EXERCISE INSTRUCTIONS
**a)** Rewrite the part of the news report on the scientist's killing starting at "Natanz is Iran's" and ending at "peaceful purposes only.", replacing "enrichment" with "processing".
**b)** Carry on the news report about the Iranian scientist's killing from the point where it stops.

SELECTED EXTRACT
* * * *
An Iranian nuclear scientist was killed by a bomb in his car in what appears to be the latest covert assassination to hinder the country's nuclear programme.
Two men on a motorbike attached a magnetic bomb to the car of Mostafa Ahmadi Roshanan, a university professor working at a key nuclear plant.
The attack in Tehran was similar to earlier killings of scientists working on the Iranian nuclear programme. It is certain to amplify authorities' claims of clandestine operations by Western powers and their allies.
Professor Roshan was a chemistry expert and a director of the Natanz uranium enrichment facility in central Iran.
Iran's state news agency IRNA said he had organisational links" to Iran's nuclear agency, which suggests a direct role in key aspects of the programme.
Natanz is Iran's main enrichment site, but officials claimed earlier this week that they are expanding some operations to an underground site south of Tehran with more advanced equipment.
The West is pressuring Iran to halt uranium enrichment, a key element of the nuclear programme suspected to be producing atomic weapons. Uranium enriched to low levels can be used as nuclear fuel but at higher levels, it can be used as material for a nuclear warhead.
Iran denies it is trying to make nuclear weapons, saying its programme is for peaceful purposes only.
* * * *
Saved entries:
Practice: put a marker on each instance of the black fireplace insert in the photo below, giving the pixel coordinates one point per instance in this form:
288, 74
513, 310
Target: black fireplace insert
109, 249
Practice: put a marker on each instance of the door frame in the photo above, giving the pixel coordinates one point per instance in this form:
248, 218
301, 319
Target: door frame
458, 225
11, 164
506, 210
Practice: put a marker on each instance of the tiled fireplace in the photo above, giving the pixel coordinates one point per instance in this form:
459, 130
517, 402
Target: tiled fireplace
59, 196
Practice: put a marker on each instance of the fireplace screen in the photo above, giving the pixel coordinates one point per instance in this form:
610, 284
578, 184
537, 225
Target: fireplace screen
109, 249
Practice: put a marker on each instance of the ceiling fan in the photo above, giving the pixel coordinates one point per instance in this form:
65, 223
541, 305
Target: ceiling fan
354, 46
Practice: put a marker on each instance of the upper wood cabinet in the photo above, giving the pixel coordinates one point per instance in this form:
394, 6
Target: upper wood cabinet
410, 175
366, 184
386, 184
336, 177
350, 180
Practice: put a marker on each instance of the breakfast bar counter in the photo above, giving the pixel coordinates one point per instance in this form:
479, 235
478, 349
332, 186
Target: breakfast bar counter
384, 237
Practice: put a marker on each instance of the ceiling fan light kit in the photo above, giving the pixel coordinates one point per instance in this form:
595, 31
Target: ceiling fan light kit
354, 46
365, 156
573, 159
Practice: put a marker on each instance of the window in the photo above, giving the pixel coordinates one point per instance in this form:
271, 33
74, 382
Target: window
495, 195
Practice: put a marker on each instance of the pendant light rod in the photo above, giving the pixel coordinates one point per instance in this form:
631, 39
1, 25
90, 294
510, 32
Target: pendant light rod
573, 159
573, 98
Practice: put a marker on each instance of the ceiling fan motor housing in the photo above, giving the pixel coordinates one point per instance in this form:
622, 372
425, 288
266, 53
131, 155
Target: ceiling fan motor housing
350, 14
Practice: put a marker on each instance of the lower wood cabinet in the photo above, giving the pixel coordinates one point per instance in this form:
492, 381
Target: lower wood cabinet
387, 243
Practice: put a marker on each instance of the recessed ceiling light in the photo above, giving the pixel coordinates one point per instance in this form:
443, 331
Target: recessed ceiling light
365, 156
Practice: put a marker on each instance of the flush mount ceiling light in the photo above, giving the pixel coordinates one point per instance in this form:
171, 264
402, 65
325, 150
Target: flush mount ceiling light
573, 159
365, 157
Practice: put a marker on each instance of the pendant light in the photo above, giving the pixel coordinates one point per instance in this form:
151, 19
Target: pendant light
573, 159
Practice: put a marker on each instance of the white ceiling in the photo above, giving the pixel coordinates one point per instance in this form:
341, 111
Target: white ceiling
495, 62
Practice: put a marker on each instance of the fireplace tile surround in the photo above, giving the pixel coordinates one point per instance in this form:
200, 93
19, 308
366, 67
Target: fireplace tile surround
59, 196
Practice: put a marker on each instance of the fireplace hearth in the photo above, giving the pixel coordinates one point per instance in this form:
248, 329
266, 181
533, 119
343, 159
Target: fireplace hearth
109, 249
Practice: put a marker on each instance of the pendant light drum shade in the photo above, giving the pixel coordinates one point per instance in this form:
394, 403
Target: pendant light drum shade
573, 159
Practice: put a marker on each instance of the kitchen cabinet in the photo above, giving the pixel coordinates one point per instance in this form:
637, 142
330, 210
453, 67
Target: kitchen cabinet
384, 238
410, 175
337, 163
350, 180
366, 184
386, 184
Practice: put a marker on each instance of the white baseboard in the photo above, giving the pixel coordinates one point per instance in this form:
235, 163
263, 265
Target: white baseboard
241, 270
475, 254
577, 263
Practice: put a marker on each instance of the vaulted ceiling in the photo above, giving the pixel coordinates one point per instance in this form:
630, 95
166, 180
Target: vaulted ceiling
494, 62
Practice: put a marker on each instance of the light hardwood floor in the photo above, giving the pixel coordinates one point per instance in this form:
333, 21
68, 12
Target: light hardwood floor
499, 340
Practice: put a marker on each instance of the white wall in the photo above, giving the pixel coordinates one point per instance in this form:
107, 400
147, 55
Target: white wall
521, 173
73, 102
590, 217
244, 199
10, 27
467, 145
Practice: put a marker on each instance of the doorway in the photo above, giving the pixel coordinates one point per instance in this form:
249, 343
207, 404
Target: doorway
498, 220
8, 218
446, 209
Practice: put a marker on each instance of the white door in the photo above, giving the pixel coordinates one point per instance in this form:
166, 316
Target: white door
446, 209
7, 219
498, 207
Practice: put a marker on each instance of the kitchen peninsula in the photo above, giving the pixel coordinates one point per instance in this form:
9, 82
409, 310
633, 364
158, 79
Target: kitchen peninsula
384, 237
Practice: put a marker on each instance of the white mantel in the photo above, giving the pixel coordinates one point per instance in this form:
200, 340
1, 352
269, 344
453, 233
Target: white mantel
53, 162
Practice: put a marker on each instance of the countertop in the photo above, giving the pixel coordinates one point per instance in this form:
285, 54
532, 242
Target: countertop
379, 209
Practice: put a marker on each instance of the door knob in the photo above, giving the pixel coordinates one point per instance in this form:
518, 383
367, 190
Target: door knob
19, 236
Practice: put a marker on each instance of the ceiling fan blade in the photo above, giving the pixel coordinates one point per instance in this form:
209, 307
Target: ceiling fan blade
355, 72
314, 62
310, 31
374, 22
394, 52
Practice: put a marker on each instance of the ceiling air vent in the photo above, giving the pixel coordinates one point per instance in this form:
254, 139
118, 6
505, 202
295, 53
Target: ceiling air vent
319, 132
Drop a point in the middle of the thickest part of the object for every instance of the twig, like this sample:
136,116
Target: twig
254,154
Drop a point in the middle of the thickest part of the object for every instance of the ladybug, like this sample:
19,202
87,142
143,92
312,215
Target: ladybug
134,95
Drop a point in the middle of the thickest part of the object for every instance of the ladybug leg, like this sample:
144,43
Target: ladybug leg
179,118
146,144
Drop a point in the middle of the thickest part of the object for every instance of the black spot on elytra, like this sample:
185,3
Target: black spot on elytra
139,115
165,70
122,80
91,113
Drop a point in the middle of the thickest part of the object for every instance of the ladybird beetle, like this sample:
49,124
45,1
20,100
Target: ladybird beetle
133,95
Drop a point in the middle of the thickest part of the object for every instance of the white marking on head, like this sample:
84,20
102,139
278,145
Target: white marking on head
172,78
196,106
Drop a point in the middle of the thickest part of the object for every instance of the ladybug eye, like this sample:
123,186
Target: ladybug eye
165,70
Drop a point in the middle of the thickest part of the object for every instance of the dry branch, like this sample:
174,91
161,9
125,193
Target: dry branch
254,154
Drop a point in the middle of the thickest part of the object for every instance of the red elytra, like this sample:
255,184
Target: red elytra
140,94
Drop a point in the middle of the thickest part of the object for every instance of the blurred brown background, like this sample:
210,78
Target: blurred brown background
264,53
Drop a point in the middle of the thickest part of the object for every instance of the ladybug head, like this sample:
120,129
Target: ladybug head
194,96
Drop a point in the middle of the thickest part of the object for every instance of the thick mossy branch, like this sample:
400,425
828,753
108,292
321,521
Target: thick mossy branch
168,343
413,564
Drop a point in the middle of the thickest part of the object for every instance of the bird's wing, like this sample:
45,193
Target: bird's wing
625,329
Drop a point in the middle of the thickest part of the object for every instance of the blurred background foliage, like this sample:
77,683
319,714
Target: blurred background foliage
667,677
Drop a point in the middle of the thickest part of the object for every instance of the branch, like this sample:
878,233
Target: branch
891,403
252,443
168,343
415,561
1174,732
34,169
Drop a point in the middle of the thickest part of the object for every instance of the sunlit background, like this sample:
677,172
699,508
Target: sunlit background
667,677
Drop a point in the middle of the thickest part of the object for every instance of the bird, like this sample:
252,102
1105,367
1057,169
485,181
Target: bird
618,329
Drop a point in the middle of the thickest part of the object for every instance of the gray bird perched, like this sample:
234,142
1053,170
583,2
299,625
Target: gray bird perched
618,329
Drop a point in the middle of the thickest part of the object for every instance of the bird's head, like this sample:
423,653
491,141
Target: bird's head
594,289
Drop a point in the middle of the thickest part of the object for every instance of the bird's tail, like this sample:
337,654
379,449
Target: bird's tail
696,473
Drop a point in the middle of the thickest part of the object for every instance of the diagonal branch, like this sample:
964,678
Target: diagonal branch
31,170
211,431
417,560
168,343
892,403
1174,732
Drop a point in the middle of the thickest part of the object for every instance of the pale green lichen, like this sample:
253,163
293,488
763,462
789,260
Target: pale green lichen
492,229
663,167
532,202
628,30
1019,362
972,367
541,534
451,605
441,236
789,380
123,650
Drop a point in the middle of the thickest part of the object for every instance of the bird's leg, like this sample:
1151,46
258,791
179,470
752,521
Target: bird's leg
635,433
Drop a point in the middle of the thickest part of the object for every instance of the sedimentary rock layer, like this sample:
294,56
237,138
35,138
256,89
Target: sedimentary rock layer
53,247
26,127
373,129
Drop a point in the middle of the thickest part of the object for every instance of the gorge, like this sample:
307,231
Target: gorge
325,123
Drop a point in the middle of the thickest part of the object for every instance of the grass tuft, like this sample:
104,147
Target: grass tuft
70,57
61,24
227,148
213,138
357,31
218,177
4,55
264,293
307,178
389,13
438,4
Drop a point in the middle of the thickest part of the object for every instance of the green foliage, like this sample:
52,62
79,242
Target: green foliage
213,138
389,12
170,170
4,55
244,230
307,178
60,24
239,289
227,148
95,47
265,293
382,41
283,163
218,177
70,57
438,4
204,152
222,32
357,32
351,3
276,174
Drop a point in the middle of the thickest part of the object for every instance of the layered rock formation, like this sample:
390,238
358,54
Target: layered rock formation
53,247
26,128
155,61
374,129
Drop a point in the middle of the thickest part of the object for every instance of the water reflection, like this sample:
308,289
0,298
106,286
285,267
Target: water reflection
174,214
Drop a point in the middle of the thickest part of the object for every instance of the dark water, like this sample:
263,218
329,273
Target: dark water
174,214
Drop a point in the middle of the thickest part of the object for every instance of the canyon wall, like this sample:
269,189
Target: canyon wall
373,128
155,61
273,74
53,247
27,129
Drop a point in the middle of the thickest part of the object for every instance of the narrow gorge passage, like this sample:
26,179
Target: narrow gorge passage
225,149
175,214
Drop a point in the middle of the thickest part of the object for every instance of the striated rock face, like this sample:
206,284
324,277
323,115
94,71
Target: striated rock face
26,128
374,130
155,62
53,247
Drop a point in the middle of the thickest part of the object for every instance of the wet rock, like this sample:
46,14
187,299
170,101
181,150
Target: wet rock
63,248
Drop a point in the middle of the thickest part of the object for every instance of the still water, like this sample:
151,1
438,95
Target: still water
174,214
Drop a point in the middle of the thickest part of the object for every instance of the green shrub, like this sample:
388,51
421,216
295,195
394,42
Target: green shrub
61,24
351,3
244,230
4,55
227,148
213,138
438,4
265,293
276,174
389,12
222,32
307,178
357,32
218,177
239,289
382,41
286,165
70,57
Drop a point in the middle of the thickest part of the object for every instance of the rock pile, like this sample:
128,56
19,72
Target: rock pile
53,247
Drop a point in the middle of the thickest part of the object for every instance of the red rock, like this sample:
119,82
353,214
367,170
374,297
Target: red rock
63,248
* * * *
REPLIES
**a)**
Natanz is Iran's main processing site, but officials claimed earlier this week that they are expanding some operations to an underground site south of Tehran with more advanced equipment.
The West is pressuring Iran to halt uranium processing, a key element of the nuclear programme suspected to be producing atomic weapons. Uranium enriched to low levels can be used as nuclear fuel but at higher levels, it can be used as material for a nuclear warhead.
Iran denies it is trying to make nuclear weapons, saying its programme is for peaceful purposes only.

**b)**
Tehran has accused Israel's Mossad, the CIA and Britain's MI6 of engaging in an underground "terrorism" campaign against nuclear-related targets, including at least three killings since early 2010 and the release of a malicious computer virus known at Stuxnet in 2010 that temporarily disrupted controls of some centrifuges - a key component in nuclear fuel production. All three countries have denied the Iranian accusations.
Israeli officials, however, have hinted about covert campaigns against Iran without directly admitting involvement.
Iran's first vice president Mohammad Reza Rahimi said Israeli agents were behind the attack, but cannot "prevent progress".
A similar bomb explosion two years ago killed Tehran University professor Masoud Ali Mohammadi.
In November 2010, a pair of back-to-back bomb attacks in different parts of the capital killed another nuclear scientist and wounded one more.
And in July 2011, motorcycle-riding gunmen killed Darioush Rezaeinejad, an electronics student. Other reports identified him as a scientist involved in suspected Iranian attempts to make nuclear weapons.